• **Aufgabenstellung**:
(a) Zitiere aus dem Text über das Gerichtsverfahren die Stelle, die mit „Ein ganzes Blatt“ beginnt und bis einschließlich „die Bundesdruckerei ausgeholfen.“ reicht.
(b) Schreibe den Text über das Gerichtsverfahren im Anschluss an seinen letzten Satz weiter.

• **Übungstext**:
§
Das Verfahren hat es nicht nur wegen der Vorwürfe in sich. In Stuttgart werden neun Beschuldigte mit 22 Verteidigern vor Gericht stehen. An den zwei anderen Standorten 18 weitere, zehn in Frankfurt und acht in München. Das OLG Stuttgart hat neben den fünf Richtern zwei Ergänzungsrichter benannt, um bei längeren Krankheiten einen ausfallenden Richter ersetzen zu können. So soll das Risiko eines Abbruchs verringert werden.
Ein ganzes Blatt voller Zahlen reichte Singer am Freitag zum Verfahren, und die machen fast schwindlig: Die Vereinigung soll laut der Anklage ein Waffenarsenal gehabt haben, das neben 382 Schusswaffen auch 347 Hieb- und Stichwaffen umfasst habe. Mindestens 148 000 Munitionsteile werden ihnen zugeschrieben. Außerdem sei noch weitere militärische Ausrüstung aufgetaucht, darunter ballistische Helme und schusssichere Westen. Die Anklageschrift erstrecke sich über 600 Seiten. Noch mehr Papier umfassen die Ermittlungsakten: Rund 400 000 Blatt liegen in 700 Aktenordnern – auch das habe er noch nie erlebt, so Singer. Zu deren Anfertigung habe die Bundesdruckerei ausgeholfen.
§
• **Bereitgestellte Daten**:
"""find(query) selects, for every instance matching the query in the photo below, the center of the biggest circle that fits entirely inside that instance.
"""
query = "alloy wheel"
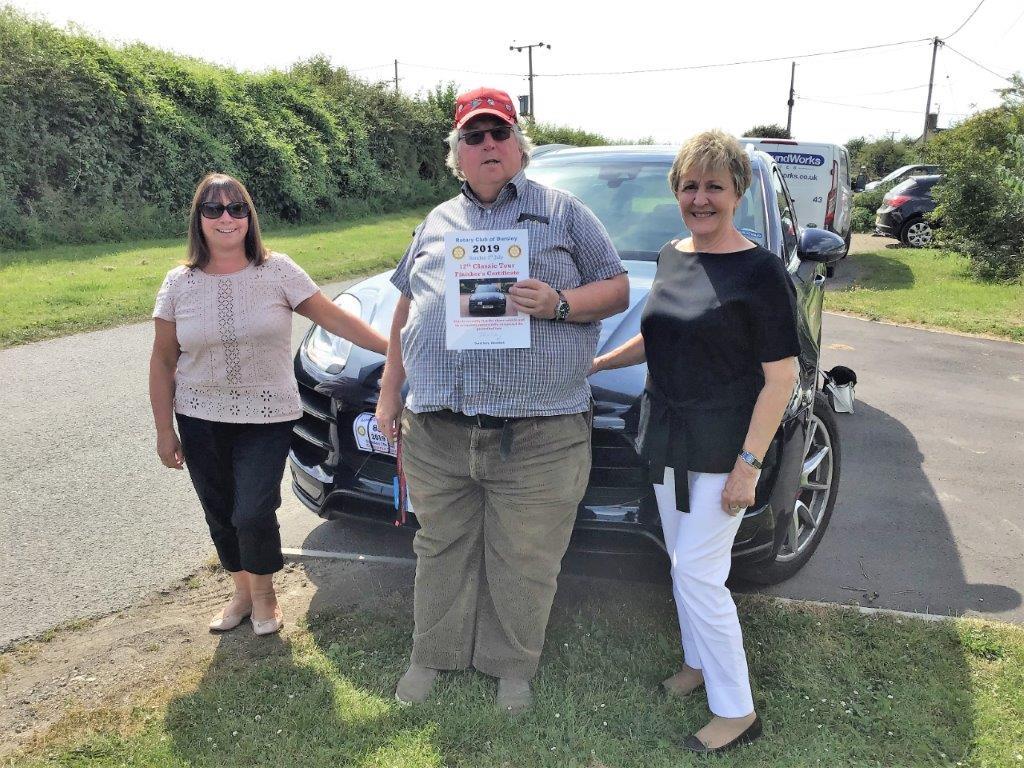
§
• **Lösungen**:
(a)
Ein ganzes Blatt voller Zahlen reichte Singer am Freitag zum Verfahren, und die machen fast schwindlig: Die Vereinigung soll laut der Anklage ein Waffenarsenal gehabt haben, das neben 382 Schusswaffen auch 347 Hieb- und Stichwaffen umfasst habe. Mindestens 148 000 Munitionsteile werden ihnen zugeschrieben. Außerdem sei noch weitere militärische Ausrüstung aufgetaucht, darunter ballistische Helme und schusssichere Westen. Die Anklageschrift erstrecke sich über 600 Seiten. Noch mehr Papier umfassen die Ermittlungsakten: Rund 400 000 Blatt liegen in 700 Aktenordnern – auch das habe er noch nie erlebt, so Singer. Zu deren Anfertigung habe die Bundesdruckerei ausgeholfen.

(b)
Nicht minder beeindruckend ist die Liste der Beweismittel laut der Anklage: Mehr als 300 Zeugen gibt es. Dazu würden auch die 18 Personen zählen, die in der gleichen Sache gesondert verfolgt werden – das sind die Beschuldigten in den Verfahren in Frankfurt und München. 270 Polizeibeamte und Beamtinnen sollen aussagen, 48 sonstige Zeuginnen und Zeugen. Außerdem werden 13 Sachverständige.
Aufwendig ist der Prozess auch, weil alle Beweise eingeführt werden müssen. „Nur aus dem Inbegriff der Hauptverhandlung heraus kann eine Verurteilung erfolgen“, betont Singer. Und: Noch liege keine rechtskräftige Feststellung zur Struktur der Gruppe vor. Anders sei das bei PKK-Prozessen oder bei ehemaligen RAF-Mitgliedern. Bei den mutmaßlichen Mitgliedern der Reuß-Gruppe müsse die Struktur erst festgestellt werden.